Исследования МЛК развивались на базе отрицания преподававшейся в то время формальной логики как науки о познающем мышлении. А. Зиновьев обратил внимание на то, что и в политэкономических сочинениях К. Маркса, и в работах представителей классической политэкономии А. Смита и Д. Рикардо мы находим понятия, суждения и умозаключения, которые изучаются в формальной логике, но сама она не располагает средствами для выявления и изучения того, чем эти сочинения по способам мысли отличаются друг от друга, в то время как именно эти различия составляют интерес для логики. Действительно, К. Маркс смог разрешить логические противоречия экономи­ческой науки — антиномии, — тогда как его предшественники были не в состоянии это сделать. И на вопрос, что обеспечило такой прорыв, А. Зиновь­ев отвечал, что мышление К. Маркса принципиально отличалось от мышления его предшественников тем, какими приемами и способами последний пользо­вался. Такие различия А. Зиновьев демонстрировал многочисленными приме­рами из сочинений названных авторов. Поэтому именно приемы и способы мышления должны исследоваться логикой как наукой о познающем мышле­нии в противоположность формальной логике, которая разрабатывает прави­ла, представляющие интерес только при изложении готовых научных резуль­татов, полученных принципиально иными средствами.

По мнению А. Зиновьева и его коллег, только содержательная логика в отличие от формальной в состоянии вооружать современную науку необхо­димыми средствами. В разработке таких средств МЛК усматривал свою соци­альную миссию и назначение отстаиваемой им содержательной логики. Конкретные результаты исследования приемов и способов были представлены в кандидатских диссертациях А. Зиновьева [5] и Б. Грушина [З], в дипломных работах В. Костеловского (1955), В. Садовского (1956) и В. Швырева (1956), а также в последующих работах В. Столярова [13].

Однако обсуждение результатов перечисленных работ привело к мысли, что приемы и способы мышления представляют сложные образования, кото­рые должны быть в свою очередь описаны с помощью логических понятий, фиксирующих структуру и механизмы мышления на более детальном уровне. Г. Щедровицкий и Н. Алексеев в конце 1954 г. ввели понятия процессов и операций мышления, представления об алфавите операций, из элементов которого возможно конструирование схем «нормальных процессов». Эти понятия и представления выступили основой и инструментарием для конкрет­ных исследований, проводившихся самими авторами, а также И. Ладенко и В. Костеловским. Некоторая часть полученных результатов была представле­на в моей дипломной работе и публикациях 1958 г. [7; 8].

_Задание_
Перепишите часть отрывка начиная со слов «По мнению А.» и вплоть до слов «В. Столярова [13].», заменив «кандидатских диссертациях» на «докторских диссертациях». Строки, приведённые ниже, к этой работе отношения не имеют.

_Исходные данные_
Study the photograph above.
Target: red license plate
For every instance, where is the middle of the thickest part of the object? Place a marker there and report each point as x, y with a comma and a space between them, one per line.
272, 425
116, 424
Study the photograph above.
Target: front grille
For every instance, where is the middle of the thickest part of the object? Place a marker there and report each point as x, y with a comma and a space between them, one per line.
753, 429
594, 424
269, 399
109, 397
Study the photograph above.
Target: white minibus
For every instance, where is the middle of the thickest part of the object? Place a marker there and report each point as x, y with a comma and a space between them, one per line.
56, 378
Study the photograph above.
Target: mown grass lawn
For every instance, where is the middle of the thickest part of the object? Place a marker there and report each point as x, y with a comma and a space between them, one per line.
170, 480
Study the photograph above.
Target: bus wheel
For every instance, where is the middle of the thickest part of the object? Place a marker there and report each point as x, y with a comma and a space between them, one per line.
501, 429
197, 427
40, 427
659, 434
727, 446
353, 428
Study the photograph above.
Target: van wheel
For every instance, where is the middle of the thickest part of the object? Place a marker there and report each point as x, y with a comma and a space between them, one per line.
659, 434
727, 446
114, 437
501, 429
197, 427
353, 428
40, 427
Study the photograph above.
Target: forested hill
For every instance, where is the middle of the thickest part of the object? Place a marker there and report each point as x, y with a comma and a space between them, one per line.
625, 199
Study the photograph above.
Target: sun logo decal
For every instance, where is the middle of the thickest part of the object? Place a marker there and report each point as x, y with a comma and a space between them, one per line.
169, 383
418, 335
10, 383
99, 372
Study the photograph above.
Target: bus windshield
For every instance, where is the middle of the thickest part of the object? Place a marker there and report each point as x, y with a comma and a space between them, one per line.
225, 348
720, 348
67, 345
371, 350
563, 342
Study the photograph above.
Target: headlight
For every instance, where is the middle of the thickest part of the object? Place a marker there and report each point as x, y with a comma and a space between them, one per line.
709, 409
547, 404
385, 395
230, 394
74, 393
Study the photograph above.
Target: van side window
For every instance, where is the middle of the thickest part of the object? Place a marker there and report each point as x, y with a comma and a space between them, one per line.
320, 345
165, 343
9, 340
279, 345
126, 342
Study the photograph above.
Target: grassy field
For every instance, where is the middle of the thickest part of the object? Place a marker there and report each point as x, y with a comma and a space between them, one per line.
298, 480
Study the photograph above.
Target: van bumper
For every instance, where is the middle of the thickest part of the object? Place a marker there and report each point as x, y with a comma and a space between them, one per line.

_Решение_
По мнению А. Зиновьева и его коллег, только содержательная логика в отличие от формальной в состоянии вооружать современную науку необхо­димыми средствами. В разработке таких средств МЛК усматривал свою соци­альную миссию и назначение отстаиваемой им содержательной логики. Конкретные результаты исследования приемов и способов были представлены в докторских диссертациях А. Зиновьева [5] и Б. Грушина [З], в дипломных работах В. Костеловского (1955), В. Садовского (1956) и В. Швырева (1956), а также в последующих работах В. Столярова [13].